● **WHAT IS NEEDED**
Your answer should be the line that contains "of the graffiti" and each line after it, restated word for word through the final line of the entries.

DATA SUPPLIED START

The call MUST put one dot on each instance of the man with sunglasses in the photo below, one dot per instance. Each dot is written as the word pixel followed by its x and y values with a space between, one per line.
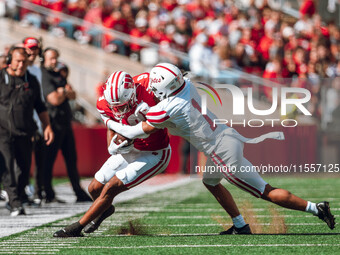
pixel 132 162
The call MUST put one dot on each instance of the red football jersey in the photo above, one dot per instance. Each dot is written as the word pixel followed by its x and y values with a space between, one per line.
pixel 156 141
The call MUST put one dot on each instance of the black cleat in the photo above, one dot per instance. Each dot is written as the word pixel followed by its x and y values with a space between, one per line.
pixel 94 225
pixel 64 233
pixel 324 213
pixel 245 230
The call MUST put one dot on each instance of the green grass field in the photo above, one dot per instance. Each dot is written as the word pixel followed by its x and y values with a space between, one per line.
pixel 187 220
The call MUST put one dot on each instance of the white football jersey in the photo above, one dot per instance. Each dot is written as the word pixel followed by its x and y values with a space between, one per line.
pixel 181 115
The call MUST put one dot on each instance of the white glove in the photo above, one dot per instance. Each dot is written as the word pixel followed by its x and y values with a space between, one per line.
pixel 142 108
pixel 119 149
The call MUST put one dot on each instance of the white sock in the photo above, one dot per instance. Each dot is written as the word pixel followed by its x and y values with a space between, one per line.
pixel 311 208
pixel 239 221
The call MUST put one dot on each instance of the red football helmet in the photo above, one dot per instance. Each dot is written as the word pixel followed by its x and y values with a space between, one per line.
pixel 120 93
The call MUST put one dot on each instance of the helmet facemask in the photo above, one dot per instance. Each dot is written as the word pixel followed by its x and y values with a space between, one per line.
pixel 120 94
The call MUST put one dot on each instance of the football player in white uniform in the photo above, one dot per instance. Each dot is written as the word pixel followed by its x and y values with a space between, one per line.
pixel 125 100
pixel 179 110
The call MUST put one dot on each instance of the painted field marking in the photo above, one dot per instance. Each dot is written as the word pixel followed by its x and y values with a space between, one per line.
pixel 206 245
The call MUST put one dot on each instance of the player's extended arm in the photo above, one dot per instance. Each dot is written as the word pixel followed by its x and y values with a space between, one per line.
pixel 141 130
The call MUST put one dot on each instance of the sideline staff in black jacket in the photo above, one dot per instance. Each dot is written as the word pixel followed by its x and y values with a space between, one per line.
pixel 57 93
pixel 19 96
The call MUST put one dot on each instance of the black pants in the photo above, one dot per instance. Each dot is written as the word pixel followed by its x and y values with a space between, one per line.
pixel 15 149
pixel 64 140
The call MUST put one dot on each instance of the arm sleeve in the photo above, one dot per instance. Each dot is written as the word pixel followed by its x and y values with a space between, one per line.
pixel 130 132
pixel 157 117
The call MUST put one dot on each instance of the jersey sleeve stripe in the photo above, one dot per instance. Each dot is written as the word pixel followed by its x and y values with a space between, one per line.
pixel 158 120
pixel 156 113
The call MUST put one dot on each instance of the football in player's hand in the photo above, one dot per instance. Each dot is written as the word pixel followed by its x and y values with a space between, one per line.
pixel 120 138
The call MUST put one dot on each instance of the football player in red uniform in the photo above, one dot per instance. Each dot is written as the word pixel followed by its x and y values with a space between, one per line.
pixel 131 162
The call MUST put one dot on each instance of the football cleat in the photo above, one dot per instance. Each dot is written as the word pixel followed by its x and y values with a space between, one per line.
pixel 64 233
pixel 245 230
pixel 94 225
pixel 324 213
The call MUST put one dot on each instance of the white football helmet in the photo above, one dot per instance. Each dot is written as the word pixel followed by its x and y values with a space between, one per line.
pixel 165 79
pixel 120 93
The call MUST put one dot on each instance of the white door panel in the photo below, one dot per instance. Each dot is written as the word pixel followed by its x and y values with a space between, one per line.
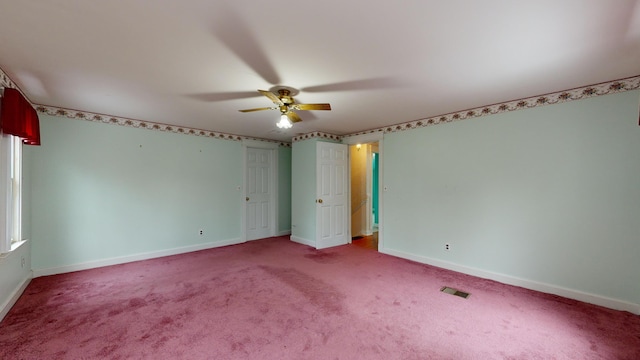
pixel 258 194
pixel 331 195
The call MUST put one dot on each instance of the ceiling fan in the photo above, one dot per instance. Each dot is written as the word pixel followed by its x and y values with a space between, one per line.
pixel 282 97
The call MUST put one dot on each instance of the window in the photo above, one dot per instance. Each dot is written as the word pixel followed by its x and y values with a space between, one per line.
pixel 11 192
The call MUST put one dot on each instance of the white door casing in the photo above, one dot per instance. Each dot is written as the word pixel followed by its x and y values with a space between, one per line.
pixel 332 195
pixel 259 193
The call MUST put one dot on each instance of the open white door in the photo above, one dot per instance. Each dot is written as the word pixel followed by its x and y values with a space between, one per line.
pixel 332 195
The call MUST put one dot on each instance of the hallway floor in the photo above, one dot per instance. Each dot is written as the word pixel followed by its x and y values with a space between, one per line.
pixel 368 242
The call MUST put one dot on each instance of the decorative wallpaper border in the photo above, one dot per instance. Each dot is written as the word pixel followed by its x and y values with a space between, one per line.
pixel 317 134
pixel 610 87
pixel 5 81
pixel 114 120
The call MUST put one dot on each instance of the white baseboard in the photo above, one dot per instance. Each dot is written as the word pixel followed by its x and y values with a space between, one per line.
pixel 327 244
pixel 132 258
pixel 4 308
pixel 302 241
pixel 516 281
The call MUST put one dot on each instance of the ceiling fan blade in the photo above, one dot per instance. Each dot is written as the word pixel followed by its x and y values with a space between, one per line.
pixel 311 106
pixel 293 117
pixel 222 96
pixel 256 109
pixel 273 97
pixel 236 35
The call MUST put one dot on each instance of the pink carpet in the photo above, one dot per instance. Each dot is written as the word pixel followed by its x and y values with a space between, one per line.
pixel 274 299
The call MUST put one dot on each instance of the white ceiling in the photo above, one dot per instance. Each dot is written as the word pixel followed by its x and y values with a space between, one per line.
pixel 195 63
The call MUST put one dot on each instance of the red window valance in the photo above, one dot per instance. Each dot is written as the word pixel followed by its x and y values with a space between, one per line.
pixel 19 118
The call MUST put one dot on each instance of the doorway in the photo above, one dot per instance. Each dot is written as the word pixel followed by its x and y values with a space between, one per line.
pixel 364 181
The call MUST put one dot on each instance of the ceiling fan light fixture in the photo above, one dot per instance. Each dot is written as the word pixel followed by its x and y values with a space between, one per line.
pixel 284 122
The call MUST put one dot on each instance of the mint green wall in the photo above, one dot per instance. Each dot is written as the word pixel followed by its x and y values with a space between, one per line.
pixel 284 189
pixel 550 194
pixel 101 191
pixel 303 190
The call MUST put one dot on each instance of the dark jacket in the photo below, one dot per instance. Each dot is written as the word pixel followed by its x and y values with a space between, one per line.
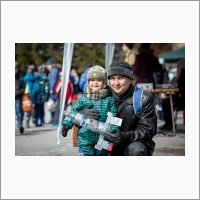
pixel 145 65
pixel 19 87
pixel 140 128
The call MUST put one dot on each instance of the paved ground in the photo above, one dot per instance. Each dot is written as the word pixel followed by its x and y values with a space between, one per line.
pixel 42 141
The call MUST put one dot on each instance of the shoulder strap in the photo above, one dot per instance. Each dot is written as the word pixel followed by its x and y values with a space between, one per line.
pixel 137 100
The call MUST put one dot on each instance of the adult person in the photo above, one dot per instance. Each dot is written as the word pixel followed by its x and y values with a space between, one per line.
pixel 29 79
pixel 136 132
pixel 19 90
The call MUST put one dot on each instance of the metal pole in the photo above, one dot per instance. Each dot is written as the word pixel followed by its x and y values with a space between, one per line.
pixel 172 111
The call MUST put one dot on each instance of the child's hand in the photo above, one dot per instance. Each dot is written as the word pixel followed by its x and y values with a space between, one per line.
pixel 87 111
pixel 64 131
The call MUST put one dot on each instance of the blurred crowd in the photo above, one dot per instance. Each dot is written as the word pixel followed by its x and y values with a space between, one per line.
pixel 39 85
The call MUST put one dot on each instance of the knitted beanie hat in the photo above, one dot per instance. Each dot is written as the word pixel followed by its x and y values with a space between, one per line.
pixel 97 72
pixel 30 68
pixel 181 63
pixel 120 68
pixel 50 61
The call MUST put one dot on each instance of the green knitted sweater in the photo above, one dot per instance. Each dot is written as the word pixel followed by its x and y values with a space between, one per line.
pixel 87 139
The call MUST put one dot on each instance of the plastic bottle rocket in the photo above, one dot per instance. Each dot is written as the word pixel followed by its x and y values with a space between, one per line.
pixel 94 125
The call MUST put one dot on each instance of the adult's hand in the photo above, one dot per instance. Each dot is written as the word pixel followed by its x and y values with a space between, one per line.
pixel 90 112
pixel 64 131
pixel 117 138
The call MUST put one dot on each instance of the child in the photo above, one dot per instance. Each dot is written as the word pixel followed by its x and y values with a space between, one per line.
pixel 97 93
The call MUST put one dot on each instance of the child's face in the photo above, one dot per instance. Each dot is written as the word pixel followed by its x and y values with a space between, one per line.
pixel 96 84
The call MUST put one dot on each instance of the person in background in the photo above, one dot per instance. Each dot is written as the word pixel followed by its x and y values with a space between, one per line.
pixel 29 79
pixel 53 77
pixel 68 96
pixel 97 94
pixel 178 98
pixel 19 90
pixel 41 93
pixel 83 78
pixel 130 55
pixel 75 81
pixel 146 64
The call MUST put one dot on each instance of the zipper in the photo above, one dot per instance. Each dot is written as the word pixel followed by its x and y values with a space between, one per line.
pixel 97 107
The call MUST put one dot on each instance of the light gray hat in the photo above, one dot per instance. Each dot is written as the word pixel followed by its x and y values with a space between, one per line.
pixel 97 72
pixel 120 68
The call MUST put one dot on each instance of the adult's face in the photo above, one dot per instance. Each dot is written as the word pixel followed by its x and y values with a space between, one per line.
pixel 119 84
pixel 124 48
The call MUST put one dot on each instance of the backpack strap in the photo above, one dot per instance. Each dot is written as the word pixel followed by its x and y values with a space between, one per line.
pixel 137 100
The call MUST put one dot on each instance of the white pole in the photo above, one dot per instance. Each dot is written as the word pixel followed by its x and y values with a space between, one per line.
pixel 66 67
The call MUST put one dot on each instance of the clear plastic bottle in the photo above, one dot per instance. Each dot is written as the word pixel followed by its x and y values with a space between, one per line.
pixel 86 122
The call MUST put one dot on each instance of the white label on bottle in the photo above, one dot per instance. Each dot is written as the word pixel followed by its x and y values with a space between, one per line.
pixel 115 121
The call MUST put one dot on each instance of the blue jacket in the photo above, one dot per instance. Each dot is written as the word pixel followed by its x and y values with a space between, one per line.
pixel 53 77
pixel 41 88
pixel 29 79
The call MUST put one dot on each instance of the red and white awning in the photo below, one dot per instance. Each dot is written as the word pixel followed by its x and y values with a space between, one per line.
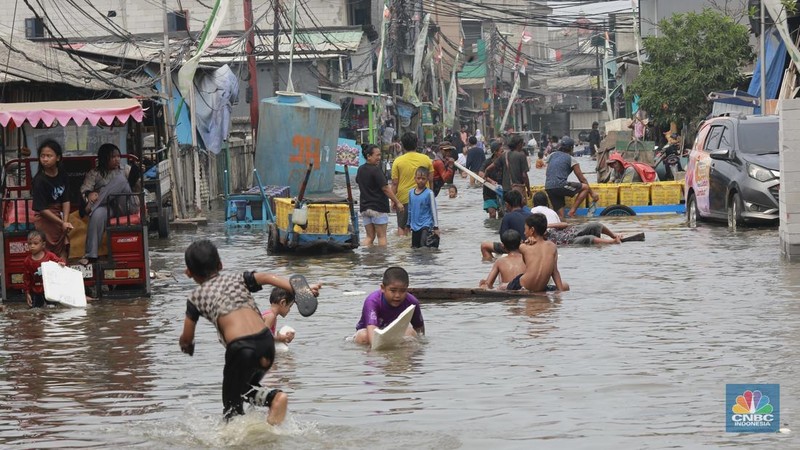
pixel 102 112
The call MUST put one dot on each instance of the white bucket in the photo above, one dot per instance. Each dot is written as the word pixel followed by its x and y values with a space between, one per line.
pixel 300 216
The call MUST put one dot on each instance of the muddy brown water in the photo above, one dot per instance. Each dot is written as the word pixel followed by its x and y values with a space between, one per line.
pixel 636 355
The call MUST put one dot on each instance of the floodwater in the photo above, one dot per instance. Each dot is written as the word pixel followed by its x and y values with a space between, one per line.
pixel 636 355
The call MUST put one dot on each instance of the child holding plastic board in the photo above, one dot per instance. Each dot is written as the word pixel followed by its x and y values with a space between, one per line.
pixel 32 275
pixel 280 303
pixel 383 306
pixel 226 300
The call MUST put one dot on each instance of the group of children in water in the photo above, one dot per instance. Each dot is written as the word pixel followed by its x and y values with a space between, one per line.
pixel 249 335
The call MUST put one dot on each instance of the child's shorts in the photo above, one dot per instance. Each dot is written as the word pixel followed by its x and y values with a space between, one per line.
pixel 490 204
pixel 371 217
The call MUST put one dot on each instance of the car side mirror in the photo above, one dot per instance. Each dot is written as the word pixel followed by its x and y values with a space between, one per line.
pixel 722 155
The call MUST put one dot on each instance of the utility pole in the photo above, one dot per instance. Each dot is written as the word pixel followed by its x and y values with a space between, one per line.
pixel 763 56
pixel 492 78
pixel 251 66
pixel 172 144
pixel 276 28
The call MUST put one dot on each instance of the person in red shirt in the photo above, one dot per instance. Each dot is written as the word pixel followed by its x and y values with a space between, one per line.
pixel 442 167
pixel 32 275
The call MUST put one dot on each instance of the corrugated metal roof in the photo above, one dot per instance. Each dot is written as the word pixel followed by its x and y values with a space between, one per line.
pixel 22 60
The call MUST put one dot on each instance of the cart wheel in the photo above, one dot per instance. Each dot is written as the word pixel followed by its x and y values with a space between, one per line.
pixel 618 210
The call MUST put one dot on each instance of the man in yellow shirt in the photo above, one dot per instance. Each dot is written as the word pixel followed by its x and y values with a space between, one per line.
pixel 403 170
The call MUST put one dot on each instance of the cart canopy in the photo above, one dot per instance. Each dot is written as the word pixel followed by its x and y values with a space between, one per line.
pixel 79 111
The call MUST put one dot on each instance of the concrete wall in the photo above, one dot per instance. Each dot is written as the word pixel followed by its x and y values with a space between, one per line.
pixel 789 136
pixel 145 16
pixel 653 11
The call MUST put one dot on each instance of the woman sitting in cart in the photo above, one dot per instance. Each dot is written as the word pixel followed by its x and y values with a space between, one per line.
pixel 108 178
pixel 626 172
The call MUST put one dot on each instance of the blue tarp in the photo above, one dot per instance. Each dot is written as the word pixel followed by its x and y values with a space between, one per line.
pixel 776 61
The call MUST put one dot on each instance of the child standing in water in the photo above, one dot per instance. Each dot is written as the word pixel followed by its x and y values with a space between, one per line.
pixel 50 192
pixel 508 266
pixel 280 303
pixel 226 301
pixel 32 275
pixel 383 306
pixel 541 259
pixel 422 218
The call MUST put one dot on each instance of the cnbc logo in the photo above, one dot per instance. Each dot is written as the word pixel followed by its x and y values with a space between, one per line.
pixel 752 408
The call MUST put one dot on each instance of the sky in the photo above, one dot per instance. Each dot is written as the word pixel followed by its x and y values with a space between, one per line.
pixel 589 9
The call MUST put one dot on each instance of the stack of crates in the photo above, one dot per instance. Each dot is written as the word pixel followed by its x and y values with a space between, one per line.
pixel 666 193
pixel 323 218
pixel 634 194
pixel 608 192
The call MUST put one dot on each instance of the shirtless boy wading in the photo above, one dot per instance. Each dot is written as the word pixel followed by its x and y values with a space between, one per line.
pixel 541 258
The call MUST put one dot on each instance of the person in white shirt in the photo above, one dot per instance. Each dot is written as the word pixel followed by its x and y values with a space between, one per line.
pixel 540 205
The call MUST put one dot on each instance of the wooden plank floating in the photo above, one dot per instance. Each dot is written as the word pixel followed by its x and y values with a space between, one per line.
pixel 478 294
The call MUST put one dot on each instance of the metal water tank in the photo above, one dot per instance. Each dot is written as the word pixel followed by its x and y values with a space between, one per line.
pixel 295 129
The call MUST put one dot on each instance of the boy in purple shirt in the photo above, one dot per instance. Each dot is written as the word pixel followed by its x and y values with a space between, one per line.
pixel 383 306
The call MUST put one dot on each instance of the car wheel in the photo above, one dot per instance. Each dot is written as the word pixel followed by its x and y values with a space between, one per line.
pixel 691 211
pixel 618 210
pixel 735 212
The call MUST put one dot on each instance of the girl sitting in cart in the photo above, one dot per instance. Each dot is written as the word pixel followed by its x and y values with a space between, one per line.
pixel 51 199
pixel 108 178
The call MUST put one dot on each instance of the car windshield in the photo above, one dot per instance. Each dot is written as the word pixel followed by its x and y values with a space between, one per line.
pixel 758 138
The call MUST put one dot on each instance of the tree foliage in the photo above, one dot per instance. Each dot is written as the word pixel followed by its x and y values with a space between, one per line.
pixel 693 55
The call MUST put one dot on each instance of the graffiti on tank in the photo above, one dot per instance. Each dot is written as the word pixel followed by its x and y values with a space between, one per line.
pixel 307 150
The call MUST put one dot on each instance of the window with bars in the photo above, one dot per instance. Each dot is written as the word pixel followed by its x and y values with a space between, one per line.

DATA SUPPLIED END

● **WRITTEN SOLUTION**
The call MUST put one dot on each instance of the graffiti on tank in the photo above, one dot per instance. Each dot is written as the word pixel followed by its x and y values with a space between, one per line.
pixel 307 150
The call MUST put one dot on each instance of the window with bars in the photo above, one dot per instance. Each dot is written as the word pixel followed by its x and y values with a space between, one per line.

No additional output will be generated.